> _Directions_: Copy every line of the records below exactly as it appears, character for character.

> _Data shown_:
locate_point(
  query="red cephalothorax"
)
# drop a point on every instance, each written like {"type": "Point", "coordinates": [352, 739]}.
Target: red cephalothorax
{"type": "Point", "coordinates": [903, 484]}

> _Solved exercise_:
locate_point(
  query="red cephalothorax"
)
# drop a point on every instance, each written like {"type": "Point", "coordinates": [352, 739]}.
Target: red cephalothorax
{"type": "Point", "coordinates": [903, 484]}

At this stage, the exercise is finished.